Quoted text:
Community perception and feedback metrics

Qualitative methods to assess community responses and perceptions following a project can provide valuable context for more quantitative analyses:

  • Interviews or intercept surveys
  • Phone surveys
  • Web-based surveys
  • Focus groups
  • Walk audits/assessments
  • Wheelchair audits/assessments
  • Wayfinding audits/assessments
  • Public forums
  • Pop-ups and other techniques that meet community representatives where they are

USDOT Equity Action Plan: Performance Indicators

  • Increase USDOT direct contract dollars to small disadvantaged businesses to an aspirational goal of 20% by FY25.
  • Increase in the number of State Departments of Transportation (DOTs) and Metropolitan Planning Organizations (MPOs) officially adopting a quantitative Equity Screening component to their Statewide Transportation Improvement Program (STIP) and Transportation Improvement Program (TIP) development processes to incorporate community vision and need in project selection and design.
  • Increase in the number of meaningful and representative public participation engagements held by MPOs and State DOTs in the development of STIPs and TIPs in rural and urban communities.
  • Increase in the number of USDOT discretionary grant applicants from disadvantaged communities in urban and rural areas who have never applied for USDOT funding before.
  • Increase in the number of new projects in disadvantaged communities utilizing formula funds added to Statewide Transportation Improvement Programs (STIPs) and Transportation Improvement Programs (TIPs).

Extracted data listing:

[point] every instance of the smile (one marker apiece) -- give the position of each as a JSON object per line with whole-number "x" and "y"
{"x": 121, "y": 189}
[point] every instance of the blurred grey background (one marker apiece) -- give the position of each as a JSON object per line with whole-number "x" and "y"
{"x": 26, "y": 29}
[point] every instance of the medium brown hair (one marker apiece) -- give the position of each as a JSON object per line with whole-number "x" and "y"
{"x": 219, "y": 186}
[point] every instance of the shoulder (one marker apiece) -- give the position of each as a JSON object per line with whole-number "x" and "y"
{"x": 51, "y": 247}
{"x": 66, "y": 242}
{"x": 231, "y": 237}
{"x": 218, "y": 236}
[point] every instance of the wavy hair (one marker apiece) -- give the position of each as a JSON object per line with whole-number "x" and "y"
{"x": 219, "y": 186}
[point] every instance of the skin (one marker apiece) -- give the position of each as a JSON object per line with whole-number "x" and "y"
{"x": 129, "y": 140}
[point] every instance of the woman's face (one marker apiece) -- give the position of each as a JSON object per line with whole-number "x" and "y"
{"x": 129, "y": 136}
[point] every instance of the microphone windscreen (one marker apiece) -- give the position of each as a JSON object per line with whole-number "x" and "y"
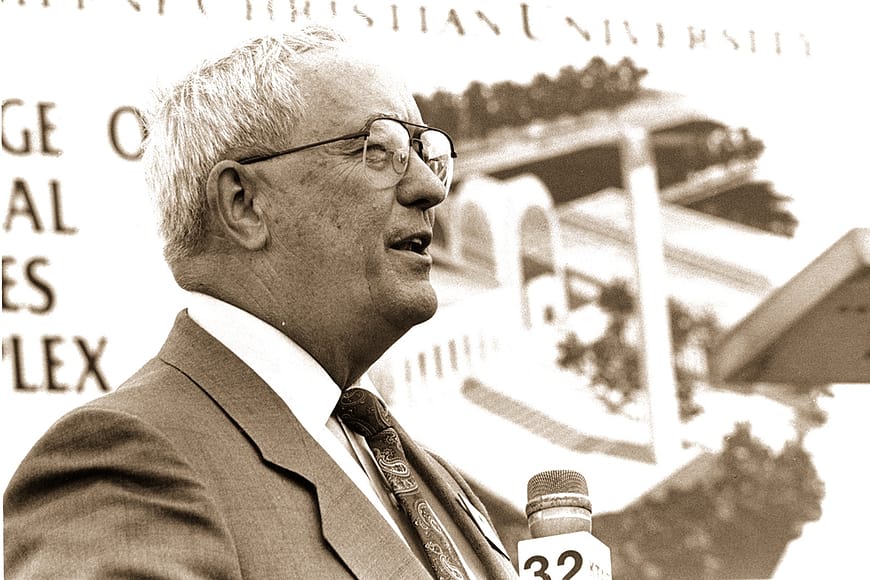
{"x": 556, "y": 481}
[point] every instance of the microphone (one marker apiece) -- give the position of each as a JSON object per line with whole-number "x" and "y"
{"x": 559, "y": 512}
{"x": 558, "y": 503}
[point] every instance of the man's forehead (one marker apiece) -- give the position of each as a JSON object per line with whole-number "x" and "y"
{"x": 342, "y": 85}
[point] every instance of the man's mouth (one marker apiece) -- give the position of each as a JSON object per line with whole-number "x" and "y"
{"x": 416, "y": 243}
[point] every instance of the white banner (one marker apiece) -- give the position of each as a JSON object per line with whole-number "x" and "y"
{"x": 86, "y": 296}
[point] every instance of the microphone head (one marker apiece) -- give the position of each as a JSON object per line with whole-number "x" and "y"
{"x": 558, "y": 503}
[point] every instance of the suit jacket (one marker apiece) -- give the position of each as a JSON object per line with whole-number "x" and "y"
{"x": 195, "y": 468}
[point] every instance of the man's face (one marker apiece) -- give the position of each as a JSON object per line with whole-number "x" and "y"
{"x": 339, "y": 243}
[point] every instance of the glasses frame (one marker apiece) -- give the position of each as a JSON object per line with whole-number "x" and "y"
{"x": 365, "y": 133}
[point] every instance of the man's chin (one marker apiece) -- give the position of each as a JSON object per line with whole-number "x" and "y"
{"x": 414, "y": 309}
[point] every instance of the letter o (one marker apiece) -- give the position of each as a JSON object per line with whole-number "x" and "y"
{"x": 116, "y": 125}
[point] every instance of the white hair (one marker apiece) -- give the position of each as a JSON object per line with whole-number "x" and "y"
{"x": 244, "y": 103}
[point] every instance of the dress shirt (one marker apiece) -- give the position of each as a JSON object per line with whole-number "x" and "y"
{"x": 304, "y": 386}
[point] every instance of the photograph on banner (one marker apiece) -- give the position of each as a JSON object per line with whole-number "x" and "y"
{"x": 635, "y": 186}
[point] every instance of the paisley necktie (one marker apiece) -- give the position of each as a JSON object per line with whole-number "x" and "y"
{"x": 364, "y": 413}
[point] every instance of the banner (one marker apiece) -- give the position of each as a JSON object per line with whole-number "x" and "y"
{"x": 86, "y": 295}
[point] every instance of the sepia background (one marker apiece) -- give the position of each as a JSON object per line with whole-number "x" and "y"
{"x": 652, "y": 268}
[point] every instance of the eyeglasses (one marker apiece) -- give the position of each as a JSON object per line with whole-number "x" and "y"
{"x": 386, "y": 150}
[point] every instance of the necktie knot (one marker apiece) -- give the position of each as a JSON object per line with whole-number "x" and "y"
{"x": 362, "y": 411}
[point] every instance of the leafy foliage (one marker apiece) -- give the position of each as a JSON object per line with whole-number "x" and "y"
{"x": 612, "y": 362}
{"x": 482, "y": 108}
{"x": 732, "y": 523}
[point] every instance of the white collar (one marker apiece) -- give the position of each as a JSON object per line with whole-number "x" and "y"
{"x": 304, "y": 386}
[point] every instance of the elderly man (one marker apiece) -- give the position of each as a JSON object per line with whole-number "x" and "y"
{"x": 296, "y": 185}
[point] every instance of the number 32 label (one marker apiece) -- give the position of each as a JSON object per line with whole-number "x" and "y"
{"x": 575, "y": 556}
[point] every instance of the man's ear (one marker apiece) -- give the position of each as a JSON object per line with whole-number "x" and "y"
{"x": 234, "y": 205}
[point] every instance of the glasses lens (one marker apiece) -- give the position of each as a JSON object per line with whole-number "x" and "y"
{"x": 388, "y": 147}
{"x": 434, "y": 148}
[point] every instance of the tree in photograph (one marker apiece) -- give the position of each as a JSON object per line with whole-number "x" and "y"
{"x": 612, "y": 361}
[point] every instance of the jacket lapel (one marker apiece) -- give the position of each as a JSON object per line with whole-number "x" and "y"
{"x": 352, "y": 526}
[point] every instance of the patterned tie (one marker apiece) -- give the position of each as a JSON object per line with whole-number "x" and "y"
{"x": 363, "y": 412}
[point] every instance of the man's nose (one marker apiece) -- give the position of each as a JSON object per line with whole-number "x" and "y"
{"x": 419, "y": 186}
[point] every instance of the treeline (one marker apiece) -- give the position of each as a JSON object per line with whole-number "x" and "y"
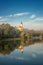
{"x": 7, "y": 31}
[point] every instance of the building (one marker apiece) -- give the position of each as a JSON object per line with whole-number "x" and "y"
{"x": 20, "y": 27}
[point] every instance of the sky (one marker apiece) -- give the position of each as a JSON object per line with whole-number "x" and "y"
{"x": 30, "y": 12}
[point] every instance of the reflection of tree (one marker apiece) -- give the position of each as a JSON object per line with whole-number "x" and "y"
{"x": 6, "y": 47}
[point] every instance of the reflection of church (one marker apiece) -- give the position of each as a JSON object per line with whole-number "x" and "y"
{"x": 21, "y": 47}
{"x": 20, "y": 27}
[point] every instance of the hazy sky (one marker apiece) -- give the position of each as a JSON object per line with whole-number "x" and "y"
{"x": 30, "y": 12}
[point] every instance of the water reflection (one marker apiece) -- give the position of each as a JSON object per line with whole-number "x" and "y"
{"x": 6, "y": 47}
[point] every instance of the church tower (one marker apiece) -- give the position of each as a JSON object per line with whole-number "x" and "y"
{"x": 20, "y": 27}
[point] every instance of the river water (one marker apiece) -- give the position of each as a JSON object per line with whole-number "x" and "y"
{"x": 27, "y": 55}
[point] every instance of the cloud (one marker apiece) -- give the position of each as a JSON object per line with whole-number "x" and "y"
{"x": 21, "y": 14}
{"x": 39, "y": 19}
{"x": 33, "y": 16}
{"x": 1, "y": 17}
{"x": 34, "y": 55}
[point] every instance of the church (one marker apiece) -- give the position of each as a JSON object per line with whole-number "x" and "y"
{"x": 20, "y": 27}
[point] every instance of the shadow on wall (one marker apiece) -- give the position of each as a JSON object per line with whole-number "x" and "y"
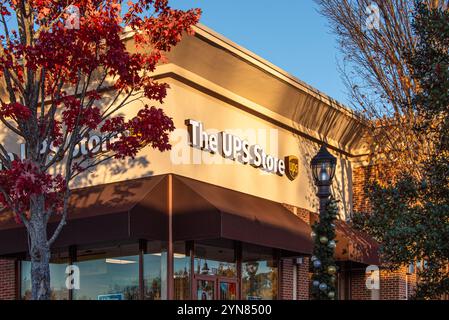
{"x": 329, "y": 123}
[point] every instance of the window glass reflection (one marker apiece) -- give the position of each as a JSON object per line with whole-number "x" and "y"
{"x": 259, "y": 274}
{"x": 214, "y": 260}
{"x": 181, "y": 272}
{"x": 110, "y": 273}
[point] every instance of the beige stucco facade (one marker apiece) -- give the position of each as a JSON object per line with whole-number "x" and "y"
{"x": 227, "y": 88}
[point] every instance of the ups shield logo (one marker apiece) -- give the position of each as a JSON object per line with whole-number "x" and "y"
{"x": 292, "y": 167}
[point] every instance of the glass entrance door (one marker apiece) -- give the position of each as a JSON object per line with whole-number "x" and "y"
{"x": 227, "y": 289}
{"x": 205, "y": 288}
{"x": 215, "y": 288}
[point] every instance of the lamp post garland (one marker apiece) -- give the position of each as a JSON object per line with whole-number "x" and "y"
{"x": 323, "y": 266}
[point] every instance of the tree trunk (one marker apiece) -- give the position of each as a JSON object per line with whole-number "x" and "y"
{"x": 40, "y": 255}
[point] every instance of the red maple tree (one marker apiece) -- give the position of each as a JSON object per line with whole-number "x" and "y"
{"x": 59, "y": 63}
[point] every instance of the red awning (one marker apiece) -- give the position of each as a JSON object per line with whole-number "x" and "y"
{"x": 139, "y": 209}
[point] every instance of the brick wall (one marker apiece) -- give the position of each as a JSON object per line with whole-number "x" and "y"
{"x": 304, "y": 278}
{"x": 358, "y": 286}
{"x": 7, "y": 280}
{"x": 288, "y": 278}
{"x": 393, "y": 285}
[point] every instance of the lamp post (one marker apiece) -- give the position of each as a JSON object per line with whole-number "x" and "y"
{"x": 323, "y": 263}
{"x": 323, "y": 169}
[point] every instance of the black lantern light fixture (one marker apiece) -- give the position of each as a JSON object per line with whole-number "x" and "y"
{"x": 323, "y": 169}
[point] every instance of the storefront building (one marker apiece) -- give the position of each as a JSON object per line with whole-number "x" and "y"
{"x": 205, "y": 221}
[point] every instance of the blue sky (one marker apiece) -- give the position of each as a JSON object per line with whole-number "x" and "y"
{"x": 289, "y": 33}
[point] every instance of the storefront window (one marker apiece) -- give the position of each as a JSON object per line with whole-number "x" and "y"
{"x": 57, "y": 279}
{"x": 108, "y": 273}
{"x": 259, "y": 274}
{"x": 181, "y": 271}
{"x": 155, "y": 272}
{"x": 215, "y": 259}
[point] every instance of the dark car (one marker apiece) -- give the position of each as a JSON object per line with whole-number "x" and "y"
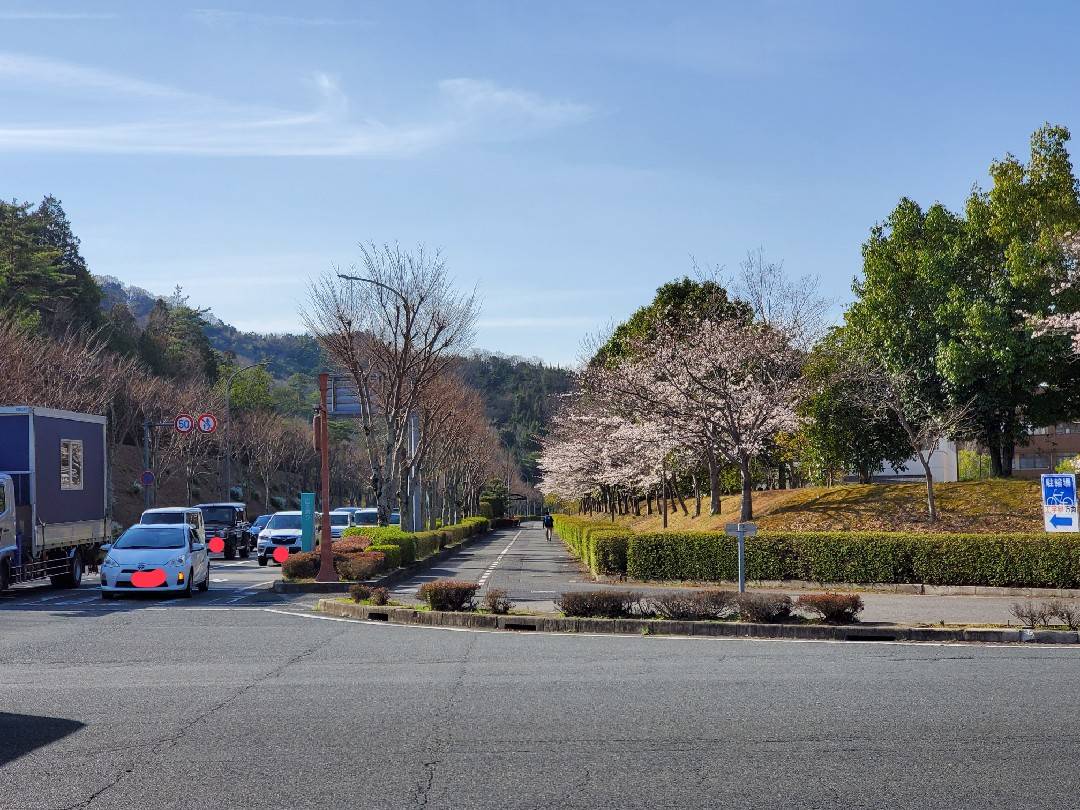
{"x": 228, "y": 521}
{"x": 257, "y": 525}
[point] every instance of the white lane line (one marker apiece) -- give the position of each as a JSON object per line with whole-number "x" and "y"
{"x": 484, "y": 577}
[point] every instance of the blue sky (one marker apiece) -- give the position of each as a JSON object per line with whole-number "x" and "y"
{"x": 566, "y": 157}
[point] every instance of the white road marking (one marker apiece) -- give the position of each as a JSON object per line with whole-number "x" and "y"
{"x": 484, "y": 577}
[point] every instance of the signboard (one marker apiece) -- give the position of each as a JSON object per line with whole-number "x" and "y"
{"x": 1060, "y": 502}
{"x": 308, "y": 521}
{"x": 341, "y": 397}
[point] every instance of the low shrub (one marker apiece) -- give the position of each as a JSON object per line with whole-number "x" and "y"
{"x": 351, "y": 544}
{"x": 599, "y": 604}
{"x": 497, "y": 601}
{"x": 1067, "y": 612}
{"x": 359, "y": 566}
{"x": 1033, "y": 613}
{"x": 392, "y": 553}
{"x": 764, "y": 607}
{"x": 833, "y": 608}
{"x": 692, "y": 605}
{"x": 304, "y": 565}
{"x": 448, "y": 594}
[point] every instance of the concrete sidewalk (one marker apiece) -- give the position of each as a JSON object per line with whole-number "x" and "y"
{"x": 536, "y": 571}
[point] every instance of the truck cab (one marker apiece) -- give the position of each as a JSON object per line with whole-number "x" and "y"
{"x": 228, "y": 521}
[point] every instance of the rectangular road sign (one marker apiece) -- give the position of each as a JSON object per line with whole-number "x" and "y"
{"x": 1060, "y": 502}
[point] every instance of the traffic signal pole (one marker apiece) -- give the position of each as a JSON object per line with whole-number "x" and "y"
{"x": 326, "y": 572}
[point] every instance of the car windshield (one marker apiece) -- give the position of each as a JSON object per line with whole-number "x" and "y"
{"x": 219, "y": 515}
{"x": 162, "y": 518}
{"x": 146, "y": 537}
{"x": 284, "y": 522}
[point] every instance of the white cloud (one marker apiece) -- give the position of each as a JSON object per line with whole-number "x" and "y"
{"x": 219, "y": 17}
{"x": 177, "y": 122}
{"x": 539, "y": 322}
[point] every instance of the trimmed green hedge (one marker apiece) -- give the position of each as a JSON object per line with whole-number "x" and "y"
{"x": 1002, "y": 559}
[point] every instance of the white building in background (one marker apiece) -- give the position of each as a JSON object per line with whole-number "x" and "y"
{"x": 944, "y": 466}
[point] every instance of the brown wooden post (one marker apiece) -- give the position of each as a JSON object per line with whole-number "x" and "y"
{"x": 326, "y": 572}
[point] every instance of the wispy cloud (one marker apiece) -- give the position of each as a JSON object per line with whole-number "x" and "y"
{"x": 218, "y": 17}
{"x": 538, "y": 322}
{"x": 170, "y": 120}
{"x": 55, "y": 16}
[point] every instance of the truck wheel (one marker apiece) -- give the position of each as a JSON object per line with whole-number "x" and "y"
{"x": 72, "y": 578}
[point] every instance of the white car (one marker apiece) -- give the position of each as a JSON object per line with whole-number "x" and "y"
{"x": 282, "y": 530}
{"x": 156, "y": 558}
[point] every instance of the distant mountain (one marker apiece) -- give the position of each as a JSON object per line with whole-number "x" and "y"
{"x": 520, "y": 394}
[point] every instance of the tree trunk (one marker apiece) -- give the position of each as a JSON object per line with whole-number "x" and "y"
{"x": 747, "y": 489}
{"x": 714, "y": 484}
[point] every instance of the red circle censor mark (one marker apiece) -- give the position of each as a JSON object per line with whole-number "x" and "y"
{"x": 153, "y": 578}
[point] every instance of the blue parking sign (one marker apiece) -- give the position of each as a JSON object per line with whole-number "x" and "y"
{"x": 1060, "y": 502}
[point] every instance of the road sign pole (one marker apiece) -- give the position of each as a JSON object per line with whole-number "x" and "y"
{"x": 742, "y": 562}
{"x": 326, "y": 572}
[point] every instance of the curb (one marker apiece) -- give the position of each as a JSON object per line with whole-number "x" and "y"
{"x": 901, "y": 588}
{"x": 387, "y": 580}
{"x": 715, "y": 630}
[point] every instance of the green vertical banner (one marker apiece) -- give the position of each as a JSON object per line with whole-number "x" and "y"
{"x": 308, "y": 521}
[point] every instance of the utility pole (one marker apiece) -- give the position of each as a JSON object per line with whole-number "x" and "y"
{"x": 228, "y": 428}
{"x": 326, "y": 571}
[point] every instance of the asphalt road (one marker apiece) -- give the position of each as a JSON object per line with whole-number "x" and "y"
{"x": 252, "y": 704}
{"x": 534, "y": 571}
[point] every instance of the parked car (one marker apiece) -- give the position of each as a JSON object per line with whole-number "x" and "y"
{"x": 228, "y": 522}
{"x": 172, "y": 515}
{"x": 365, "y": 517}
{"x": 340, "y": 520}
{"x": 282, "y": 530}
{"x": 166, "y": 557}
{"x": 257, "y": 525}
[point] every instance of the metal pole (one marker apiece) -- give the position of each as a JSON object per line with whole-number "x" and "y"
{"x": 742, "y": 558}
{"x": 146, "y": 461}
{"x": 326, "y": 571}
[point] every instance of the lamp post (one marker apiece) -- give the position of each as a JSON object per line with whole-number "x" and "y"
{"x": 228, "y": 427}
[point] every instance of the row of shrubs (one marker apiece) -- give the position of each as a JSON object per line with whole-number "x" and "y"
{"x": 833, "y": 608}
{"x": 365, "y": 551}
{"x": 1003, "y": 559}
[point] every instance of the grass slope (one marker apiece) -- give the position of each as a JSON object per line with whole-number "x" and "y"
{"x": 983, "y": 505}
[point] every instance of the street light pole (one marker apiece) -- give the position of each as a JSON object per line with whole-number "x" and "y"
{"x": 228, "y": 428}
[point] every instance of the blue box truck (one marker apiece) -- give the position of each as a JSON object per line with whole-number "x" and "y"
{"x": 53, "y": 494}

Set exercise A: Reproduce word for word the part of the text on community feedback and USDOT equity indicators starting at "USDOT Equity Action" and ending at "and urban communities.".
Set exercise B: In the text on community feedback and USDOT equity indicators, name every qualitative method that is a kind of audit or assessment.
Set exercise C: Extend the text on community feedback and USDOT equity indicators, starting after its final bullet point.

Final answer A:
USDOT Equity Action Plan: Performance Indicators

  • Increase USDOT direct contract dollars to small disadvantaged businesses to an aspirational goal of 20% by FY25.
  • Increase in the number of State Departments of Transportation (DOTs) and Metropolitan Planning Organizations (MPOs) officially adopting a quantitative Equity Screening component to their Statewide Transportation Improvement Program (STIP) and Transportation Improvement Program (TIP) development processes to incorporate community vision and need in project selection and design.
  • Increase in the number of meaningful and representative public participation engagements held by MPOs and State DOTs in the development of STIPs and TIPs in rural and urban communities.

Final answer B:
Walk audits/assessments
Wheelchair audits/assessments
Wayfinding audits/assessments

Final answer C:
  • Reduction in transportation travel cost as a percent of income.
  • Reduction in transportation travel time.
  • Increase in access to key destinations, including work, education, grocery stores, health care.
  • Increase in mobility measured by number of trips at the individual level.

Next Steps

Consider how program and project evaluation processes and criteria integrate and measure equity. Ask:

  • “What data or metrics are being collected and analyzed to evaluate safety and equity improvements?”
  • “Is the agency evaluating and reducing the impact of unintended consequences from social trends, including aging, gentrification, displacement, and over-policing?”
  • “Does the current project adversely affecting a specific group?”
  • “What limitations impact the agency’s ability to conduct evaluations of projects? Does missing data present obstacles to a full evaluation?”
  • “What processes are in place to report to the community and provide transparent access to data?”